* SHORT PROBLEM
Repeat word for word the part of the William Whipple Warren biography that begins at the words "Warren liked to" and ends after "the history of the Ojibwe.".

* READING PASSAGE
──────────

William Whipple Warren
William Whipple Warren (May 27, 1825 – June 1, 1853) was an historian, interpreter, and legislator in the Minnesota Territory. Of Ojibwe and European-American descent, he lived in two cultures. Because his father was white, he was not considered Ojibwe in their patrilineal culture, but an Ojibwe "relative." He is the first historian of the Ojibwe people in the European tradition.
Bilingual and educated in the United States style, Warren started collecting stories from the oral tradition of the Ojibwe to tell their history. He drew from oral history to tell about the people prior to their encounter with Europeans, and combined it with documentation in the European style. After suffering from lung problems for many years, he died as a young man of 28 from tuberculosis on June 1, 1853. His history was published posthumously in 1885 by the Minnesota Historical Society. A revised, annotated edition was published in 2009.
Early life and family
William Whipple Warren was born at La Pointe, Michigan Territory (present-day Wisconsin), on Madeline Island. He was the son of Lyman Marcus Warren, an American fur trader and a descendant of Richard Warren in New England, and Mary Cadotte, an Ojibwe. She was the daughter of Ikwesewe, of the high-status White Crane clan of the Anishinaabe, and her husband Michel Cadotte, a major fur trader of Ojibwe-French descent.
As the Ojibwe had a patrilineal system, children were considered to belong to their father's clan and lines of descent. Those born to a non-Ojibwe father had no clan or formal place within the tribe, unless specifically adopted by a man of the tribe. They and their mothers could usually find protection within the tribe. Such multiracial children of the period also faced discrimination by European-American society, which generally considered them more "Indian" than white, regardless of ancestry.
Lyman and Mary had a second son Truman (named after his brother) and daughters Julia and Mary. (The senior Truman Warren married a sister of Mary Cadotte, so the families were doubly linked. Truman Warren and his wife had twin sons Edward and George Warren, a few years younger than William.)
After attending Protestant mission schools at La Pointe and on Mackinac Island, in 1836 young Warren traveled back East with his paternal grandfather Lyman Warren to Clarkson, New York to live. There he attended Clarkson Academy. He next attended the Oneida Institute near Whitesboro, New York, a Presbyterian college founded for the education of Native Americans, which combined liberal and what was called industrial or crafts education. The director was Beriah Green, an abolitionist. In 1840 at the age of 15, Warren returned to his family in La Pointe.
Warren liked to sit with his mother's people and hear the Ojibwe stories. At age 17, he started working as an interpreter, as he was bilingual. At the same time, he made notes on the stories and history of the Ojibwe when he could. In the fall of 1845, he moved to Crow Wing, Minnesota to work as an interpreter for the trader Henry Mower Rice. Warren continued collecting stories and began to write a history of the Ojibwe.
A man of two cultures, Warren was considered a mixed-blood. "He knew he would not be considered an Indian by the Indians, nor did he dare declare himself Indian. Still the Ojibwe considered him their relative ... and relied on him for his counsel and his honesty. He considered that he had a unique position for collecting and writing the history of the Ojibwe.

──────────

* DATASET ROWS
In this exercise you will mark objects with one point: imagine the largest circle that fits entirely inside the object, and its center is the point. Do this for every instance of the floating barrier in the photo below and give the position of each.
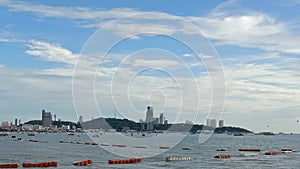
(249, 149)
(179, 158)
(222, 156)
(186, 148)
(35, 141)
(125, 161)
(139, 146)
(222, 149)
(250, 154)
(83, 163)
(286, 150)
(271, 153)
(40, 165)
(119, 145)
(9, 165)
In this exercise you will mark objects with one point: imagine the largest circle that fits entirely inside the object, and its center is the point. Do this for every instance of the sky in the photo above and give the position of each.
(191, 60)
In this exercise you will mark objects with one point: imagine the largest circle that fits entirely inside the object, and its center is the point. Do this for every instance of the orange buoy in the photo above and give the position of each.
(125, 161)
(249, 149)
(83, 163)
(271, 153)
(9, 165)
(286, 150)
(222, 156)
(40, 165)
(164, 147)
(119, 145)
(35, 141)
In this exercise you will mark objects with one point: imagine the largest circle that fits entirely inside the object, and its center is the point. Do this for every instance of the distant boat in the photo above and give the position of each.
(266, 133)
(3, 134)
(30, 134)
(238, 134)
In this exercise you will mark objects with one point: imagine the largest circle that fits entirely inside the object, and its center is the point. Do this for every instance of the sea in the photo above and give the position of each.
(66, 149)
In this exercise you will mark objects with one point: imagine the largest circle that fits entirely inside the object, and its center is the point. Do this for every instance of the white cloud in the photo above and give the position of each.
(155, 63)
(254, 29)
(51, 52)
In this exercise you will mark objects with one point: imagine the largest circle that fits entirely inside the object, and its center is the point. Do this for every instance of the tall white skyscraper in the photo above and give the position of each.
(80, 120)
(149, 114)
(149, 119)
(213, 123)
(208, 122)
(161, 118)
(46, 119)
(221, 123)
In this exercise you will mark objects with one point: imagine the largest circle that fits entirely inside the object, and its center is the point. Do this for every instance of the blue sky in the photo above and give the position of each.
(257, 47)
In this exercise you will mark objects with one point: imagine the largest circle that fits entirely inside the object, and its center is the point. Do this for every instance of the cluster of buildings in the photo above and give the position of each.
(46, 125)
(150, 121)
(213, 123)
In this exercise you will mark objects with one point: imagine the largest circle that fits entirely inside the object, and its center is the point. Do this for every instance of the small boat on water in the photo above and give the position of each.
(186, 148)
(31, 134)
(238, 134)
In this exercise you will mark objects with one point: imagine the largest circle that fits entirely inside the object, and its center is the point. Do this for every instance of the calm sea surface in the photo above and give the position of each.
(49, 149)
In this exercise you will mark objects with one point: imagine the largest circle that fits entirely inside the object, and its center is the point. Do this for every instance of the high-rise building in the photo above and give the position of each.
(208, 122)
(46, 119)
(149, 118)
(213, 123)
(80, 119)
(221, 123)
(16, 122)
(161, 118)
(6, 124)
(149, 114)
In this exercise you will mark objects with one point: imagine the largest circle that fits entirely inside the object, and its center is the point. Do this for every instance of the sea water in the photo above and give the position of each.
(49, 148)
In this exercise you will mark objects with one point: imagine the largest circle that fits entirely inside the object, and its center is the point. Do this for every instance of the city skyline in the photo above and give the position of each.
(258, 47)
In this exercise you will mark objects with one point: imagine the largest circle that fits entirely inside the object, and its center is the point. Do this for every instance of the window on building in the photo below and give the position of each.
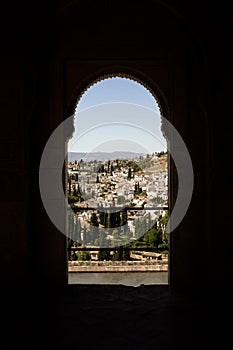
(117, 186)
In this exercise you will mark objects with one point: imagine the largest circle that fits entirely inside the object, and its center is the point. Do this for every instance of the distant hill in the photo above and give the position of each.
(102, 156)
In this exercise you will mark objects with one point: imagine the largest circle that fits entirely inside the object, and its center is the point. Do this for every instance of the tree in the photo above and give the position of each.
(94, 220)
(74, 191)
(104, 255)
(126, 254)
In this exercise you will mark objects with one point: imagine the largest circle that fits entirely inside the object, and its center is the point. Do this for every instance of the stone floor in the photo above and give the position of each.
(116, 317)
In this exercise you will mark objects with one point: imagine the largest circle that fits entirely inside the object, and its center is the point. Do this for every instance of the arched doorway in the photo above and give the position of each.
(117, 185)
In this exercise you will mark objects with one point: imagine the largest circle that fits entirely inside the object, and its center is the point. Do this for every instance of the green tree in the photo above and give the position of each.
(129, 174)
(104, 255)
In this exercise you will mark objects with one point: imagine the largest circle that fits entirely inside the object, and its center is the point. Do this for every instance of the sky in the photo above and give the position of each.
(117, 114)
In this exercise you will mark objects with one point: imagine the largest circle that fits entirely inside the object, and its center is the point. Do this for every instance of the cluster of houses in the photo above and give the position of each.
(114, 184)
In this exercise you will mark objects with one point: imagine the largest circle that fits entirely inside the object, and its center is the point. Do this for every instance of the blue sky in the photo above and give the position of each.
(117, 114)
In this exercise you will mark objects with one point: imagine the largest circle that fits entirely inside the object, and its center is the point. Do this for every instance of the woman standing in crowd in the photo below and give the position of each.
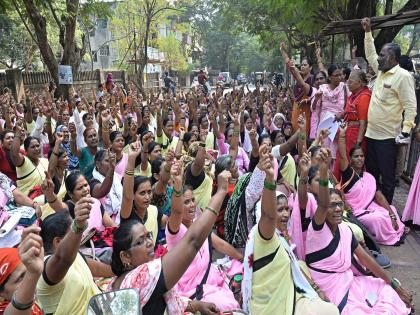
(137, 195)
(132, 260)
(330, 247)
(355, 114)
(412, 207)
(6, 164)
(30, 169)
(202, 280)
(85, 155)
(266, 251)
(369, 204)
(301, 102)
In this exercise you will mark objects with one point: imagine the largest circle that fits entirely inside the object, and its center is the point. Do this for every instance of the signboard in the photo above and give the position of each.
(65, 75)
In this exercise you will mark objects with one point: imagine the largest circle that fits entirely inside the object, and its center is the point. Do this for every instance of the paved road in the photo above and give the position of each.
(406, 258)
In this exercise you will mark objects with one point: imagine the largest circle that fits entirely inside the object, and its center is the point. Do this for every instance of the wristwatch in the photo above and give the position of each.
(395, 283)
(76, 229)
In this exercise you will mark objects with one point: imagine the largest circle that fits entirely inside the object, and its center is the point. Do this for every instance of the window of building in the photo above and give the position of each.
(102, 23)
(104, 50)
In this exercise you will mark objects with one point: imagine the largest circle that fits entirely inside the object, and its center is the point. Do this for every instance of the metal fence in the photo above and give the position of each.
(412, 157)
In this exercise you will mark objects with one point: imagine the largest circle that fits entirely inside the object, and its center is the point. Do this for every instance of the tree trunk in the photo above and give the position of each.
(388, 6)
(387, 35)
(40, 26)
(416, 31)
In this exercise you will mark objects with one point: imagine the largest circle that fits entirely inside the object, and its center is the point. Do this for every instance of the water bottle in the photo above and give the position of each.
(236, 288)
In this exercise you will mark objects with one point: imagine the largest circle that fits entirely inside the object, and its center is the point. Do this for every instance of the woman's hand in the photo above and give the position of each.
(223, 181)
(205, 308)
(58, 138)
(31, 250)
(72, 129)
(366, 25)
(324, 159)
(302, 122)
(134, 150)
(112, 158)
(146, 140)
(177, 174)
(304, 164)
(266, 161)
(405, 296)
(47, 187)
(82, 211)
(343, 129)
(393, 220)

──────────

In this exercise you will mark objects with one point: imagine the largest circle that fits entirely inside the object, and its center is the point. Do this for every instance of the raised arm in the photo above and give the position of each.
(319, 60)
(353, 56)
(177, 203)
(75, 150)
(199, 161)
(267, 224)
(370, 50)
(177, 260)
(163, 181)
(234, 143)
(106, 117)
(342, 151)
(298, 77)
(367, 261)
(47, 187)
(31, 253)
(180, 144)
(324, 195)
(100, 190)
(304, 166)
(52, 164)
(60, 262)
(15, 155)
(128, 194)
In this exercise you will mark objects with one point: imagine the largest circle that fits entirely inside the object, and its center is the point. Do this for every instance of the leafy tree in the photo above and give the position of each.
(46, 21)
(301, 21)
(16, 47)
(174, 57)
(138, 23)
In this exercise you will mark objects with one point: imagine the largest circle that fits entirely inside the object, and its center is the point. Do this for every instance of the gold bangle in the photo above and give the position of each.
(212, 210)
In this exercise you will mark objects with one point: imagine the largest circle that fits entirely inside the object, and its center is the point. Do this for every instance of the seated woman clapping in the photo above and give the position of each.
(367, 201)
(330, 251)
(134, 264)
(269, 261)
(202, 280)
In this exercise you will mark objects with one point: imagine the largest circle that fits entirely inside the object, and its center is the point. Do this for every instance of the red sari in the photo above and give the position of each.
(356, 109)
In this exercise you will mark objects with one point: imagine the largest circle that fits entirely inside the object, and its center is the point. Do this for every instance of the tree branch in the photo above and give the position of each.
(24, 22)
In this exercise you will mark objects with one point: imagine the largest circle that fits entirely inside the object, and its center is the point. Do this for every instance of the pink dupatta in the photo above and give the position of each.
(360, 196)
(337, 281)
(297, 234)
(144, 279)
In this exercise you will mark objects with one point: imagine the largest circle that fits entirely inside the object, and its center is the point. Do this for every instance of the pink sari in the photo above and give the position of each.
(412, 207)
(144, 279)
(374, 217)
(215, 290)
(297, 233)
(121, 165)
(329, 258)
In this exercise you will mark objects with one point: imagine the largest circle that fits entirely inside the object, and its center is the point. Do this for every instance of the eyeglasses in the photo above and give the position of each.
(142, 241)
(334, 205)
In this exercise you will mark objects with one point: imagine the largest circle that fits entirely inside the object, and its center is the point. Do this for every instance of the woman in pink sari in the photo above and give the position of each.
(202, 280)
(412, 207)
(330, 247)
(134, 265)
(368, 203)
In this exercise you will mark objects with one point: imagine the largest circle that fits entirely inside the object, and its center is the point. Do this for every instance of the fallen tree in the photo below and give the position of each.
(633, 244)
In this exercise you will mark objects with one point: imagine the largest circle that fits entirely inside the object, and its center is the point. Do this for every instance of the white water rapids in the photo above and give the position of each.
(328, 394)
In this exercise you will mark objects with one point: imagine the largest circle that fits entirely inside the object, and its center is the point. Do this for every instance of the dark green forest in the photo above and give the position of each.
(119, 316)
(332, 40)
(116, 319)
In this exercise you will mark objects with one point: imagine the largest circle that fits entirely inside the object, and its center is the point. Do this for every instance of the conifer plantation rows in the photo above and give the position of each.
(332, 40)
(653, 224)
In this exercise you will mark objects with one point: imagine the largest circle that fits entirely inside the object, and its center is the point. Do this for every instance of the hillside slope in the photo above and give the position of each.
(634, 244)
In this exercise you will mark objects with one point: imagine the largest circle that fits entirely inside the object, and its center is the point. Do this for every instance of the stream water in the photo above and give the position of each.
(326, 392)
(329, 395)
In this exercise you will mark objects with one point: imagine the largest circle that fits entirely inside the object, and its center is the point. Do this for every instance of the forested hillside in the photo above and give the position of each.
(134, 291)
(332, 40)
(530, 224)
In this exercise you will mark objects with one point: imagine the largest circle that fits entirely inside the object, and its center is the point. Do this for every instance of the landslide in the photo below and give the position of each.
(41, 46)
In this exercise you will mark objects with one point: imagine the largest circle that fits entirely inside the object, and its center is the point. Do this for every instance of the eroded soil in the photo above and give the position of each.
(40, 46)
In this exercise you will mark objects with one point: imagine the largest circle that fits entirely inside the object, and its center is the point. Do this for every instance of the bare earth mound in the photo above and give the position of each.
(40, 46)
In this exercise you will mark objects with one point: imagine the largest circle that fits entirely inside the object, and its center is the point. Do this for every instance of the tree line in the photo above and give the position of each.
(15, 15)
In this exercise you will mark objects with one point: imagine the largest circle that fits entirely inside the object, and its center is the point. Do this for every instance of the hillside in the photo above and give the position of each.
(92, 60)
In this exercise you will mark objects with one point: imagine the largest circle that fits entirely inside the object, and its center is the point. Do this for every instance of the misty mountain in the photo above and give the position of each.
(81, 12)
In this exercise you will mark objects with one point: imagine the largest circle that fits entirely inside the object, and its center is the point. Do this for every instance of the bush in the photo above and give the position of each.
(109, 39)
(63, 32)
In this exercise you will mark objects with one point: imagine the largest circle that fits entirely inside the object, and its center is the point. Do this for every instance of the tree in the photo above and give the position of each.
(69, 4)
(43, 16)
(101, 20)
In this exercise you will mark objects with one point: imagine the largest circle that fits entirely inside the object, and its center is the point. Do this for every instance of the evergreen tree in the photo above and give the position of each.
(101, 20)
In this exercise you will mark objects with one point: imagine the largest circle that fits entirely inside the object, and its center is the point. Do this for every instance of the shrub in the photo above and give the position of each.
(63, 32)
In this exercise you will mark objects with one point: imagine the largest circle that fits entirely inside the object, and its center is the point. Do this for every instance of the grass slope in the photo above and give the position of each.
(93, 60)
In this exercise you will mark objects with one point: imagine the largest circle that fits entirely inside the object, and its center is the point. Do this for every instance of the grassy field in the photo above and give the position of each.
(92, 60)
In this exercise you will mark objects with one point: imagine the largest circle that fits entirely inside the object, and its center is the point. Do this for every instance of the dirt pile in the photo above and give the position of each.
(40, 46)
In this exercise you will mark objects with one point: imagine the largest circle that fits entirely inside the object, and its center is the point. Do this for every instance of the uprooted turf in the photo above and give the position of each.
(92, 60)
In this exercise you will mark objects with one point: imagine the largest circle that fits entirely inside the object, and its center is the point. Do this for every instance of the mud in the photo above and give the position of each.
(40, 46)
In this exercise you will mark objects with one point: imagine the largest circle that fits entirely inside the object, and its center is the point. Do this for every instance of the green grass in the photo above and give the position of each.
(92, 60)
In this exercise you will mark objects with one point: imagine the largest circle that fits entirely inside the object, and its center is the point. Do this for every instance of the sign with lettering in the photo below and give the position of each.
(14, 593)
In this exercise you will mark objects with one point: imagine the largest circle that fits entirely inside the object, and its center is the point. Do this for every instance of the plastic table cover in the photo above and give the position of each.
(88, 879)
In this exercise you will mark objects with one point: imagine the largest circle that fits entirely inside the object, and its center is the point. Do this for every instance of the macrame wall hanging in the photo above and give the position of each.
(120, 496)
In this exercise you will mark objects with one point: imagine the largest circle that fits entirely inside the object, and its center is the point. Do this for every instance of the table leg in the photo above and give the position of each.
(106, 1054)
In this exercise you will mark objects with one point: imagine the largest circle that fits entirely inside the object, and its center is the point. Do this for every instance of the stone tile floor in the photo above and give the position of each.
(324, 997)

──────────

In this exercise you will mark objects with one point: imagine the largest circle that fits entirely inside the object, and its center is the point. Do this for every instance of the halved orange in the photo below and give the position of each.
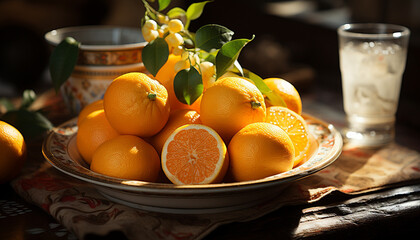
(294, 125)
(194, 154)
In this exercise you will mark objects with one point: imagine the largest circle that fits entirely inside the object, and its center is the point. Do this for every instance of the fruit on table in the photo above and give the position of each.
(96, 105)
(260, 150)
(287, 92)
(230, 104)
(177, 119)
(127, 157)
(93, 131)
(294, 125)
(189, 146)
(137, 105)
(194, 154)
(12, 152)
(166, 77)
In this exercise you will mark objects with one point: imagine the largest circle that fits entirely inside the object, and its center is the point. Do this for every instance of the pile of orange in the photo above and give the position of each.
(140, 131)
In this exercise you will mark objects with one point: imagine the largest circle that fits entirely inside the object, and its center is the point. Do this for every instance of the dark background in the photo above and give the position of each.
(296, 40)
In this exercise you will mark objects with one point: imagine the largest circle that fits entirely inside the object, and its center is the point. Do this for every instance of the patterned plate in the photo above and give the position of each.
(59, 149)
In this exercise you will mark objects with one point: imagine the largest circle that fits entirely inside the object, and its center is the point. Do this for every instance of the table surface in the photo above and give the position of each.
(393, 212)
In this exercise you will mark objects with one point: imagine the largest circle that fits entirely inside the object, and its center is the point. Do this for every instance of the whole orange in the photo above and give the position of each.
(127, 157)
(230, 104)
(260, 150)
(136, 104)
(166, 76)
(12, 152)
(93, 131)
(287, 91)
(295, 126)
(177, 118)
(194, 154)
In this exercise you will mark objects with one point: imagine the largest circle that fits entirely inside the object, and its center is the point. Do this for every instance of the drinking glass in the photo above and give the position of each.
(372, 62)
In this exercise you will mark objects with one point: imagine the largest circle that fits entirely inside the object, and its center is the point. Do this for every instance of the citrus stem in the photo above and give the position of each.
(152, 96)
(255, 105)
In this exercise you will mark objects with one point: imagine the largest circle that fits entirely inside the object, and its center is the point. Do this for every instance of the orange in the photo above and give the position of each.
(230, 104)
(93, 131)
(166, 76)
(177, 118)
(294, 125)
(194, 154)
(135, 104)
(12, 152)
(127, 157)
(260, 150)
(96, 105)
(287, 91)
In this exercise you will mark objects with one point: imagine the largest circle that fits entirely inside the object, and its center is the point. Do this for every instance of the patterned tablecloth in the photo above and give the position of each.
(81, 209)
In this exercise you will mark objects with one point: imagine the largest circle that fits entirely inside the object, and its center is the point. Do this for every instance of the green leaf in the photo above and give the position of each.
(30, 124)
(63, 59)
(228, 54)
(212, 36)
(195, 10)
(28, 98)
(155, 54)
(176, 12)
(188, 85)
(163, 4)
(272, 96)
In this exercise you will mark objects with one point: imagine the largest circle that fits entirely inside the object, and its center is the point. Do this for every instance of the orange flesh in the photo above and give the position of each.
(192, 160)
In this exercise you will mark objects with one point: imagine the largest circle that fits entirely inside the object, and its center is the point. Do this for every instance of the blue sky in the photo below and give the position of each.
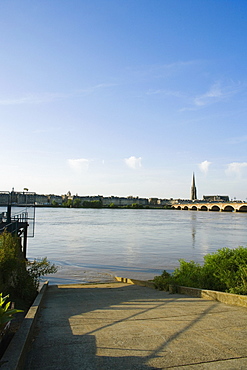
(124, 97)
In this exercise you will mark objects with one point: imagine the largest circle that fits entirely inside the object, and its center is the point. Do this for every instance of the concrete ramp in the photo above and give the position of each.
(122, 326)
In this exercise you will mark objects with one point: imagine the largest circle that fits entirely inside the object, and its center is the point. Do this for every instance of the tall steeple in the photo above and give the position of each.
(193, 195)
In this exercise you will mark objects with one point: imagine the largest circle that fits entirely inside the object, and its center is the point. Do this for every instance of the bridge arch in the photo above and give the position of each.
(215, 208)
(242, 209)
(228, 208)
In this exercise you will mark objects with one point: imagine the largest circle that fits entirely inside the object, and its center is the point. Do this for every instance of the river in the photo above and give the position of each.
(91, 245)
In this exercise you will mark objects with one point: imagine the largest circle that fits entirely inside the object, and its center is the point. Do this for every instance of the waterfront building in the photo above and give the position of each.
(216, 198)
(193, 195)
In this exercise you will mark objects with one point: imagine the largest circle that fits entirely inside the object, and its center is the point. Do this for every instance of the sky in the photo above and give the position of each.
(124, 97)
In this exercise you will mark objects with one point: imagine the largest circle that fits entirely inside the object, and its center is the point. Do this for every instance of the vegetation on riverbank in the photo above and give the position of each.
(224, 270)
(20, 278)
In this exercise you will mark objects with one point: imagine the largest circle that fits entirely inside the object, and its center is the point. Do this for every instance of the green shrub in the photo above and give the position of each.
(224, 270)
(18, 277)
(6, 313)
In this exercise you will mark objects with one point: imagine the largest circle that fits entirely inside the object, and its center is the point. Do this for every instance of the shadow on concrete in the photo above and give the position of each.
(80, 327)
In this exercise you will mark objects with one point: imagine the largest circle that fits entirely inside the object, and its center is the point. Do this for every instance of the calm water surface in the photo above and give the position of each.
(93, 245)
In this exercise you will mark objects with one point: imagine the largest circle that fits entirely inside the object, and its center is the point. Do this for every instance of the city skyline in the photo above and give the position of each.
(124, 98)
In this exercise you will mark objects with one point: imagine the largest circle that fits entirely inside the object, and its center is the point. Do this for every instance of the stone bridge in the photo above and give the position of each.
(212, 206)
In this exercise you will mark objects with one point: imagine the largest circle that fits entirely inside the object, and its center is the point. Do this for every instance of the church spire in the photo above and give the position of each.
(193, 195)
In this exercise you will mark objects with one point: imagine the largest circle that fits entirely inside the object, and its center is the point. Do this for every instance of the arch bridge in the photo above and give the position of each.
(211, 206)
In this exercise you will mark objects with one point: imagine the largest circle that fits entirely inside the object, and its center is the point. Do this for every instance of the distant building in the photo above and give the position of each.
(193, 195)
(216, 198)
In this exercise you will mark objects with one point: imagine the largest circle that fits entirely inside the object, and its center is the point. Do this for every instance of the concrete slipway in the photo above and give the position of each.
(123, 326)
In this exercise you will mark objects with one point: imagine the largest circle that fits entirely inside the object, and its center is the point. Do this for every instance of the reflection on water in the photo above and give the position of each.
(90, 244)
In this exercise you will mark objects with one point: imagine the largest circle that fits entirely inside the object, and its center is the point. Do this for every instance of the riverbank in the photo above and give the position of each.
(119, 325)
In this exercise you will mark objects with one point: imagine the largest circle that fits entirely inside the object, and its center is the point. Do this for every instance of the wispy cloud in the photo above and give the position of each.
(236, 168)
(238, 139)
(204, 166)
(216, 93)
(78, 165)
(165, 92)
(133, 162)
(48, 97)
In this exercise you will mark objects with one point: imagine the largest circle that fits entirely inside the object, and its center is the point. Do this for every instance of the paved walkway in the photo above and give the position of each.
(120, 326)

──────────

* PROBLEM SOLUTION
Warren liked to sit with his mother's people and hear the Ojibwe stories. At age 17, he started working as an interpreter, as he was bilingual. At the same time, he made notes on the stories and history of the Ojibwe when he could. In the fall of 1845, he moved to Crow Wing, Minnesota to work as an interpreter for the trader Henry Mower Rice. Warren continued collecting stories and began to write a history of the Ojibwe.
A man of two cultures, Warren was considered a mixed-blood. "He knew he would not be considered an Indian by the Indians, nor did he dare declare himself Indian. Still the Ojibwe considered him their relative ... and relied on him for his counsel and his honesty. He considered that he had a unique position for collecting and writing the history of the Ojibwe.